***** The input

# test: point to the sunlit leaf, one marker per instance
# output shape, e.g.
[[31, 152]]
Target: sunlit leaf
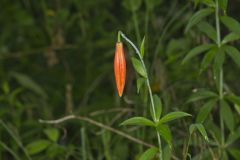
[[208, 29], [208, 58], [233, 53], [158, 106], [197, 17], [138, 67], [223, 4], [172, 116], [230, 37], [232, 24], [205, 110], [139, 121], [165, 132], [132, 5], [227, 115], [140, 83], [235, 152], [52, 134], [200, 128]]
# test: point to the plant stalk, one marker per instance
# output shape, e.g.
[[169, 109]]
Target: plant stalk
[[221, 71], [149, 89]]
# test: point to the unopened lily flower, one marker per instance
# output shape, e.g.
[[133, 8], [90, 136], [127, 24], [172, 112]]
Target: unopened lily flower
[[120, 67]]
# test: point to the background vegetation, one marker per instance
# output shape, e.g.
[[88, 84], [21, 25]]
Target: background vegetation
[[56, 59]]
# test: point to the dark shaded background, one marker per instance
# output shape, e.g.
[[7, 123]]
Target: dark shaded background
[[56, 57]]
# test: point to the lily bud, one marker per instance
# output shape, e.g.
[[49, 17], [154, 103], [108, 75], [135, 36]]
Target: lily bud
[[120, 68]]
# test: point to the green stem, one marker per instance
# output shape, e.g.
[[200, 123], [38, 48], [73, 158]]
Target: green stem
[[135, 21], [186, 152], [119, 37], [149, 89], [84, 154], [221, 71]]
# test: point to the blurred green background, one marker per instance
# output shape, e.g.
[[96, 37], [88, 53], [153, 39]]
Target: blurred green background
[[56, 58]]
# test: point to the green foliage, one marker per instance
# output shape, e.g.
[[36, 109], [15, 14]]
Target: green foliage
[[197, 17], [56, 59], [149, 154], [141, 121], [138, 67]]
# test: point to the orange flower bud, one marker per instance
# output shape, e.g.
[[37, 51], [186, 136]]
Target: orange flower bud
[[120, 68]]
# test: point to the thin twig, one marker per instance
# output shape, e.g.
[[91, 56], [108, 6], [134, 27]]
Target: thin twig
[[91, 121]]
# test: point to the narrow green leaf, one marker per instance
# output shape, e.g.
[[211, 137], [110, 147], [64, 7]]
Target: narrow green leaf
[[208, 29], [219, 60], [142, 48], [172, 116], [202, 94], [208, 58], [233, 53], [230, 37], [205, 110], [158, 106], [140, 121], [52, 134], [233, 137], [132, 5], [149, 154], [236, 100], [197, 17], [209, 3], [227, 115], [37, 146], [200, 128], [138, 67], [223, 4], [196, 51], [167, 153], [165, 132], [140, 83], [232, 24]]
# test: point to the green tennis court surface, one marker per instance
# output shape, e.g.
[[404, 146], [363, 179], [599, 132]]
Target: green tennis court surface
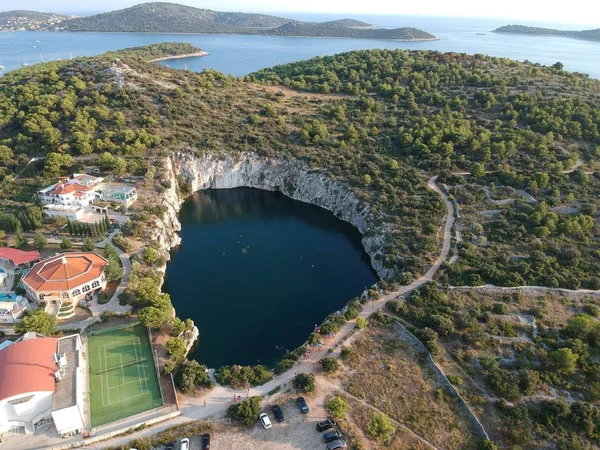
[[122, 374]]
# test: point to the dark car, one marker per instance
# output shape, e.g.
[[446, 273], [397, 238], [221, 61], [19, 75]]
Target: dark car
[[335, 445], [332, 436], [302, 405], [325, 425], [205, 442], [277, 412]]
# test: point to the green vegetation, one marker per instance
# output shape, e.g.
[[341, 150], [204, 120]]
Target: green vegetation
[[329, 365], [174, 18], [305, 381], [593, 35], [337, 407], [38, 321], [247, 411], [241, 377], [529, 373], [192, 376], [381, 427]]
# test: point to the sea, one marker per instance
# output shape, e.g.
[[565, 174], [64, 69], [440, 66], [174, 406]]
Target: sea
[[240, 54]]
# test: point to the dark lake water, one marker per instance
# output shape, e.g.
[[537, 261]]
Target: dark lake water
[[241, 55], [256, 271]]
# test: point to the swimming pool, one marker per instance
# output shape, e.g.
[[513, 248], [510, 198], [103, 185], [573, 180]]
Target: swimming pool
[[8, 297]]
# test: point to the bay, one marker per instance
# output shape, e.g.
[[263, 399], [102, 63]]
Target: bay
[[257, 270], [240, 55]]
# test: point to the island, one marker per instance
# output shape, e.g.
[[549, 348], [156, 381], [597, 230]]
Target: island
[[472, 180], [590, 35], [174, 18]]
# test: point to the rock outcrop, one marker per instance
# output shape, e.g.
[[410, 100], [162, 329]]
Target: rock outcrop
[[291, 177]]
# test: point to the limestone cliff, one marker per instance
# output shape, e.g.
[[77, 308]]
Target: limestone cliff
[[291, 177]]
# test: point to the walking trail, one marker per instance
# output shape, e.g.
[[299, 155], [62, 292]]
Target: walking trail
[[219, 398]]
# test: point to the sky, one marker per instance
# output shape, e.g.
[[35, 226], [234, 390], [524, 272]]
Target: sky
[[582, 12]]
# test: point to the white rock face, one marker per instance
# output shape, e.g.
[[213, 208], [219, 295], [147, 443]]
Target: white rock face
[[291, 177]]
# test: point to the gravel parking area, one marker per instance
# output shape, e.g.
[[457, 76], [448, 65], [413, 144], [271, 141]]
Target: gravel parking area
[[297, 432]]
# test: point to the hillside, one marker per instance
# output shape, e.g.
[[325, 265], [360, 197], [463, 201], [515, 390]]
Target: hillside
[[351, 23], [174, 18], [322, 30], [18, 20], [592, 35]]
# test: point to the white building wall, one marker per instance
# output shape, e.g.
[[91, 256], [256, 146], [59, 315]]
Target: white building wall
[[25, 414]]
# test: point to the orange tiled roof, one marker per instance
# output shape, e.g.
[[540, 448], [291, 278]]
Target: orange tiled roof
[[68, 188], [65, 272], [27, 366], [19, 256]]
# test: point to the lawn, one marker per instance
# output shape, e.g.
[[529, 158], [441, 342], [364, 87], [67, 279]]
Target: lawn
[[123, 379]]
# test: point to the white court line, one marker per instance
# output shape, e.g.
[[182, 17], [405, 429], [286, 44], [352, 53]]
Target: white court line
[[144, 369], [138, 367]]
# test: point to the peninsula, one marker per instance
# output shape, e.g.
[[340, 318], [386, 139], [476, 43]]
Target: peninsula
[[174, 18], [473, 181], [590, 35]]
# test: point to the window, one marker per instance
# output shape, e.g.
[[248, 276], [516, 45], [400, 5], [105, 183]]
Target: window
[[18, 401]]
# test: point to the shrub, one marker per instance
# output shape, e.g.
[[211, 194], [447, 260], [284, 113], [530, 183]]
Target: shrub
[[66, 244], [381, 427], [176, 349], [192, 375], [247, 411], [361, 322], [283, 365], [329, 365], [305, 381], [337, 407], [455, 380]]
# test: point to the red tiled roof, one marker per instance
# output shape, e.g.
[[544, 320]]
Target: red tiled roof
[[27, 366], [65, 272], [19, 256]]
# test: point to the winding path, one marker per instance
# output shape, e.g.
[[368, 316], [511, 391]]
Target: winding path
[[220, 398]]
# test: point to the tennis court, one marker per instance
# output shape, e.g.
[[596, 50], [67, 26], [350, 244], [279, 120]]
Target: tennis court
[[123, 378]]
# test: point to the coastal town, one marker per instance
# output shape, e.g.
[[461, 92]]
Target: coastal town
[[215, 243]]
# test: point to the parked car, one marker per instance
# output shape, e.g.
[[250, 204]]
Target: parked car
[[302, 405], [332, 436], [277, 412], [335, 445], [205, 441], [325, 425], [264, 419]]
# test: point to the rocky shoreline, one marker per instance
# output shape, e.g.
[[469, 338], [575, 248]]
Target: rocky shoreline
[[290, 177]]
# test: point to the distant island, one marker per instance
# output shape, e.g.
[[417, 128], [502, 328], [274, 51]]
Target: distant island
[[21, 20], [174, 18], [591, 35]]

**********
***** The input

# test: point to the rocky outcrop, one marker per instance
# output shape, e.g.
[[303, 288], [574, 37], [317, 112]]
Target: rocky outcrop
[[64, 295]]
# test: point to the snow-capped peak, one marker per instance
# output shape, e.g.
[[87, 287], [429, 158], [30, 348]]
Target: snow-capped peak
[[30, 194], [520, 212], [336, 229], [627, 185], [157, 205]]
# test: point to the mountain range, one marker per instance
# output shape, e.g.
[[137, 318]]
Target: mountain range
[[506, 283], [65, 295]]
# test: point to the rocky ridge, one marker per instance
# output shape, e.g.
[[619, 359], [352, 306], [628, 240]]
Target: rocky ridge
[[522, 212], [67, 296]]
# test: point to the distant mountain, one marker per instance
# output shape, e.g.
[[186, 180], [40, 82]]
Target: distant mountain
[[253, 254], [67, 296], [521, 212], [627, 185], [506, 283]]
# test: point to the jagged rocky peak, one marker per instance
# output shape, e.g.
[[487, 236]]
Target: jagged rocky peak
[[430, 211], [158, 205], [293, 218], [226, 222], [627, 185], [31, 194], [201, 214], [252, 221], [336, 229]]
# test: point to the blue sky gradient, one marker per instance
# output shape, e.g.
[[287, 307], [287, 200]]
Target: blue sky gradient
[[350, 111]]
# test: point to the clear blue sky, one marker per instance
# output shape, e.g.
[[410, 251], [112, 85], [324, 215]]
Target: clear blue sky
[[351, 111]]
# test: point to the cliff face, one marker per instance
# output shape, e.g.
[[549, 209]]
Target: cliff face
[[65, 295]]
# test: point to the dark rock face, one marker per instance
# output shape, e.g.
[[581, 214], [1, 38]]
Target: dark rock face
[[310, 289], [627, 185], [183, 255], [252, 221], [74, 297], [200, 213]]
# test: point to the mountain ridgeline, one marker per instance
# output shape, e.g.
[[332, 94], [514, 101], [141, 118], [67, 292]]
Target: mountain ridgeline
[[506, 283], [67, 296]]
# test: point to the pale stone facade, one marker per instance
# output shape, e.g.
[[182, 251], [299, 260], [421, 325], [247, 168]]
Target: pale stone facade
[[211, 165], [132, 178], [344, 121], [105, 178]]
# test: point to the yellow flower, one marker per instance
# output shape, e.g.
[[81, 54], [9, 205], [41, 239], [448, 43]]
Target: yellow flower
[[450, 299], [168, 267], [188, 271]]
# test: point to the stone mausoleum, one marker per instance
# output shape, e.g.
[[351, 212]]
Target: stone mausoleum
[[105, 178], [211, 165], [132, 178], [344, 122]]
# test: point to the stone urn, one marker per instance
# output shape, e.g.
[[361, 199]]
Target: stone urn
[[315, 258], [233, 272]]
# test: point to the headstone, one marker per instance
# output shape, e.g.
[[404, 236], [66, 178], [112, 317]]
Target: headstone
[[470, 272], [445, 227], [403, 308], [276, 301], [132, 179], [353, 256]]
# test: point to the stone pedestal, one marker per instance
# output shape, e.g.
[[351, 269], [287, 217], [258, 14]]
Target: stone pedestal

**********

## Directive
Repeat the part of the listing that opens with the line containing "# test: point to the winding" and closes with the line containing "[[123, 378]]", both lines included, without changing anything.

## Solution
# test: point to the winding path, one marker per instance
# output shape, e.g.
[[368, 316], [511, 391]]
Target: winding path
[[220, 398]]
# test: point to the tennis court, one marker per instance
# output shape, e.g.
[[596, 50], [67, 26], [350, 244], [279, 120]]
Target: tennis court
[[123, 378]]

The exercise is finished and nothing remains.